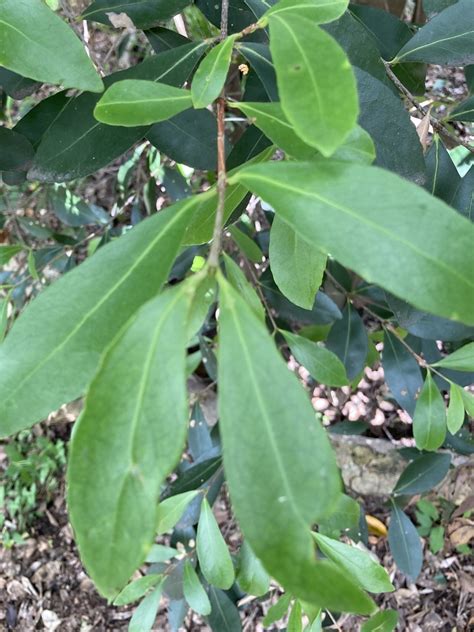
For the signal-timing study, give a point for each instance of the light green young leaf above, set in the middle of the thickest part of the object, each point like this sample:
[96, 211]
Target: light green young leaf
[129, 437]
[251, 576]
[144, 616]
[429, 420]
[213, 555]
[238, 280]
[297, 265]
[79, 315]
[134, 102]
[194, 592]
[36, 43]
[357, 563]
[382, 621]
[318, 11]
[270, 118]
[460, 360]
[286, 478]
[211, 74]
[171, 510]
[332, 206]
[322, 364]
[137, 589]
[316, 84]
[455, 414]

● ● ● ● ● ● ●

**TRY IT**
What you return must match the records line for line, with the pictures left out.

**OUTPUT**
For the signal-timing study, give a point for each instance of the light green young leaf above, set in the middle of the thickest part of the object, each point like this sample:
[96, 211]
Target: light green young leaf
[129, 437]
[251, 576]
[144, 616]
[429, 420]
[213, 555]
[238, 280]
[297, 265]
[79, 315]
[134, 102]
[194, 592]
[36, 43]
[357, 563]
[382, 621]
[318, 11]
[270, 118]
[460, 360]
[286, 478]
[211, 74]
[171, 510]
[332, 206]
[322, 364]
[137, 589]
[316, 84]
[455, 414]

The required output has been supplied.